| Provided passage |
——————————
His second line of inquiry involves the financialization of the global economy that followed the end of the Bretton Woods system in the 1970s and its effects on the Soviet Union. Concurrent with this financialization were the oil shocks of that decade, which gave the Soviet leadership the kind of capital reserves it had longed for during its history. Oscar's research examines what it means for a country's foreign relations to become subject to the logic of credit and capital.
|Professor Charles Schencking|
Following Japan's most deadly and destructive natural disaster—the Great Kantō Earthquake of 1923—Americans responded to Japan's suffering with an outpouring of aid unrivalled to this day. Professor Schencking's study explores the simple, yet poignant question: Why? Why did Americans give so much and what did they hope for in return? How was aid given and why is this case of American humanitarianism so unique? America's Tsunami of Aid illustrates how a complex set of perceived humanitarian obligations coupled with opportunistic visions for economic and political gain defined America's aid campaign for Japan. In doing so, it paints an entirely new picture of America's interwar internationalism, Japanese-American relations, and of 1920s America itself. It also revolutionizes the understanding of the American Red Cross, President Calvin Coolidge, and the origins of what Professor Schencking describes as the beginnings of America's humanitarian century abroad, 1918 to 2017.
America's Tsunami of Aid does not look at this extraordinary "humanitarian moment" exclusively from the side of the givers. Drawing on a wealth of materials from Japanese archives, this study also explores how Japanese officials and citizens used donated cash and materials. Importantly it also documents how Japan expressed its gratitude toward Americans through a series of soft-power public relations campaigns coupled with a frenzy of economic activity within America. When completed, this study will appeal to scholars and students of American, Japanese, and Asian American history as well as those interested in humanitarianism and natural disasters. It will also appeal to the general public. Professor Schencking's study conveys a story that will make Americans feel proud about their international philanthropic past and hopefully, encourage everyone to rethink the importance of global humanitarian engagements in an era of increasing popular nationalism.
——————————
| Instructions for the task |
Please reproduce the research summaries above in full, word for word.

Entries drawn from a collection:
——————————
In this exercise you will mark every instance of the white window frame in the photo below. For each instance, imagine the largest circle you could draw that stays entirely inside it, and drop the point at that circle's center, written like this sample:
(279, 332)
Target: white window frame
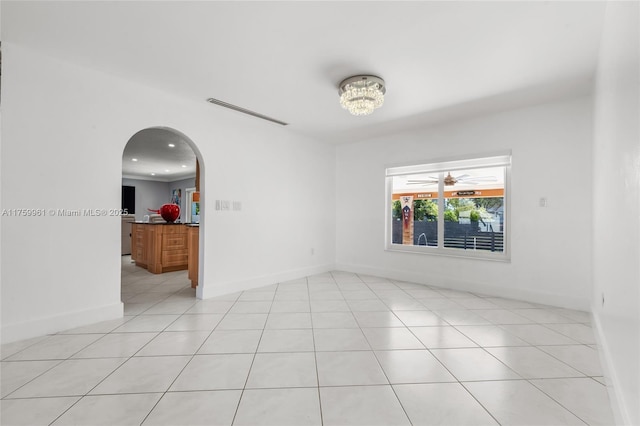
(442, 166)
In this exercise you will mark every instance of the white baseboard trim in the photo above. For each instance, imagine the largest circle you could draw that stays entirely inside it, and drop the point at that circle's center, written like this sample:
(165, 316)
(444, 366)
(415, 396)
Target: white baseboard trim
(210, 290)
(569, 302)
(57, 323)
(620, 412)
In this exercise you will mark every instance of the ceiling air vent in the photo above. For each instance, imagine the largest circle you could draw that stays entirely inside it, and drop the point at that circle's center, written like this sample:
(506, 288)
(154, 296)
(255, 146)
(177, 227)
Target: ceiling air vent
(245, 111)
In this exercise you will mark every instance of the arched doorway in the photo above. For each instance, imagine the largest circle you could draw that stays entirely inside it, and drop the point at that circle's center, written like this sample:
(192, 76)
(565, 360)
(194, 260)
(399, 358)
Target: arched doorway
(160, 165)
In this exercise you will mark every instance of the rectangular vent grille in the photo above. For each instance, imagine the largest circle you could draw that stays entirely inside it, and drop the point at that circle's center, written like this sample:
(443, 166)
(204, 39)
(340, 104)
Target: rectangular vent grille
(245, 111)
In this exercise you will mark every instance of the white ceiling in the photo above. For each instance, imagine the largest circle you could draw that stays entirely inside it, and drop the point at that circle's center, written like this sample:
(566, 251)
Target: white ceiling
(155, 159)
(440, 60)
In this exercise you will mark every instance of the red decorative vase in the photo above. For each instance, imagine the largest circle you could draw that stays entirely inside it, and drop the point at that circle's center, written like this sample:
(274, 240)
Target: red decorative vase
(169, 212)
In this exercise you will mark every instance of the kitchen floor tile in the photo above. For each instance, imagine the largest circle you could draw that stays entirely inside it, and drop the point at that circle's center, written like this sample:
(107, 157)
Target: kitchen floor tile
(339, 339)
(210, 372)
(231, 341)
(279, 370)
(532, 363)
(121, 410)
(443, 404)
(174, 343)
(473, 365)
(361, 405)
(442, 337)
(286, 341)
(349, 368)
(585, 398)
(143, 374)
(33, 412)
(391, 338)
(518, 402)
(208, 408)
(17, 373)
(581, 357)
(69, 378)
(412, 366)
(282, 407)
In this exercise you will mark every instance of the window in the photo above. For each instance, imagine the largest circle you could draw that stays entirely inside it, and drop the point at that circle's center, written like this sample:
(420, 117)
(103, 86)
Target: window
(456, 207)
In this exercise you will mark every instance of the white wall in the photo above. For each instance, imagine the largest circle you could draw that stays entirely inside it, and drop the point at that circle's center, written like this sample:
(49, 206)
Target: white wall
(616, 206)
(149, 195)
(182, 185)
(550, 256)
(61, 121)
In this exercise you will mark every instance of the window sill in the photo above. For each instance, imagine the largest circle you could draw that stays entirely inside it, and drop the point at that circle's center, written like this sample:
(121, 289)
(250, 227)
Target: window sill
(451, 252)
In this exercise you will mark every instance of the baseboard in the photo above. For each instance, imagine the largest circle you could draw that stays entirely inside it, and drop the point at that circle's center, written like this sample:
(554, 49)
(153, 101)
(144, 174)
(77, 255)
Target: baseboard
(210, 290)
(620, 412)
(57, 323)
(569, 302)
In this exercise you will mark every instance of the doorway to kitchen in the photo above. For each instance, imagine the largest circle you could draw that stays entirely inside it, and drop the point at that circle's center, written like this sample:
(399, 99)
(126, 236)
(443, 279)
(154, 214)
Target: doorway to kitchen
(160, 228)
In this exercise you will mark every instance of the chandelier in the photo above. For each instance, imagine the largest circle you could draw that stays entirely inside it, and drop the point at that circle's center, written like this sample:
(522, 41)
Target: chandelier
(361, 94)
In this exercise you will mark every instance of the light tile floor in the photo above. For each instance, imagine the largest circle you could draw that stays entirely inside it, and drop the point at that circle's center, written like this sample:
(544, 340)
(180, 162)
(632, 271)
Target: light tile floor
(332, 349)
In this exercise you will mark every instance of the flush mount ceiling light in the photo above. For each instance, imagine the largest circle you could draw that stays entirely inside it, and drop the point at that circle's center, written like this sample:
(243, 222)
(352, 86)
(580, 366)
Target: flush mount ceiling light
(361, 94)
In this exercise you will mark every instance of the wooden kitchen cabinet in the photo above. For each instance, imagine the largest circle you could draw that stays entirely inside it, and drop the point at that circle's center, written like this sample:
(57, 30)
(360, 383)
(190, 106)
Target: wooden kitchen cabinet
(193, 232)
(160, 247)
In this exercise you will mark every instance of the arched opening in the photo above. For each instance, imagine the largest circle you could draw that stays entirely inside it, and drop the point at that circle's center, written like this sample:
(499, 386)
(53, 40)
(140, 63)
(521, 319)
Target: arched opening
(160, 256)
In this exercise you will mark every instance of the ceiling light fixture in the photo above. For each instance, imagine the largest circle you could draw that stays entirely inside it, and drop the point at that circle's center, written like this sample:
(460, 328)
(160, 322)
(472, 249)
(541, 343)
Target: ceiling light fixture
(361, 94)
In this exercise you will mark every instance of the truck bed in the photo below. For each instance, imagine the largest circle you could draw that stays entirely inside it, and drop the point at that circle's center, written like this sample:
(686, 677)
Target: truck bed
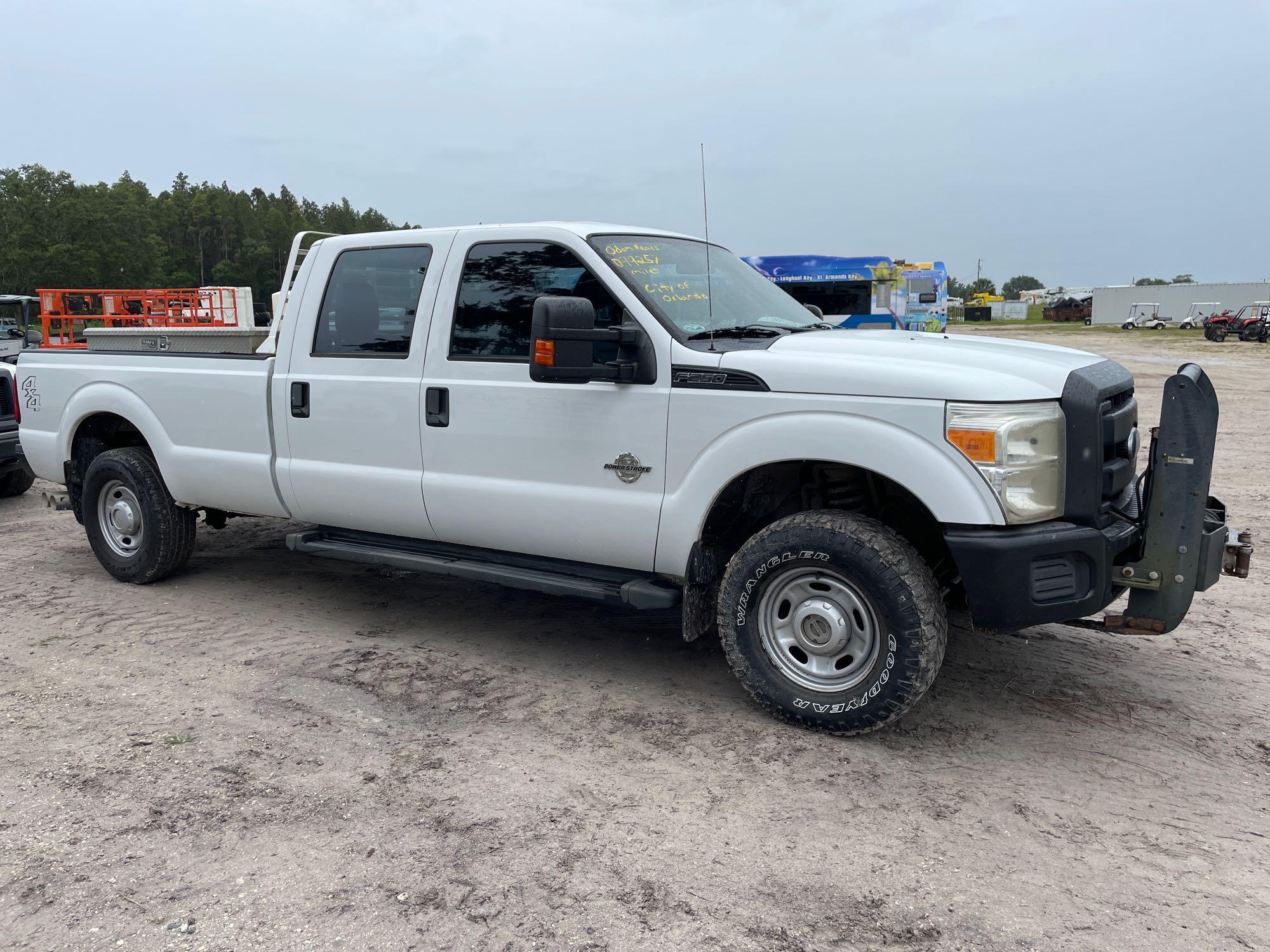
——————————
| Result of the task |
His second line of inquiry involves the financialization of the global economy that followed the end of the Bretton Woods system in the 1970s and its effects on the Soviet Union. Concurrent with this financialization were the oil shocks of that decade, which gave the Soviet leadership the kind of capital reserves it had longed for during its history. Oscar's research examines what it means for a country's foreign relations to become subject to the logic of credit and capital.
|Professor Charles Schencking|
Following Japan's most deadly and destructive natural disaster—the Great Kantō Earthquake of 1923—Americans responded to Japan's suffering with an outpouring of aid unrivalled to this day. Professor Schencking's study explores the simple, yet poignant question: Why? Why did Americans give so much and what did they hope for in return? How was aid given and why is this case of American humanitarianism so unique? America's Tsunami of Aid illustrates how a complex set of perceived humanitarian obligations coupled with opportunistic visions for economic and political gain defined America's aid campaign for Japan. In doing so, it paints an entirely new picture of America's interwar internationalism, Japanese-American relations, and of 1920s America itself. It also revolutionizes the understanding of the American Red Cross, President Calvin Coolidge, and the origins of what Professor Schencking describes as the beginnings of America's humanitarian century abroad, 1918 to 2017.
America's Tsunami of Aid does not look at this extraordinary "humanitarian moment" exclusively from the side of the givers. Drawing on a wealth of materials from Japanese archives, this study also explores how Japanese officials and citizens used donated cash and materials. Importantly it also documents how Japan expressed its gratitude toward Americans through a series of soft-power public relations campaigns coupled with a frenzy of economic activity within America. When completed, this study will appeal to scholars and students of American, Japanese, and Asian American history as well as those interested in humanitarianism and natural disasters. It will also appeal to the general public. Professor Schencking's study conveys a story that will make Americans feel proud about their international philanthropic past and hopefully, encourage everyone to rethink the importance of global humanitarian engagements in an era of increasing popular nationalism.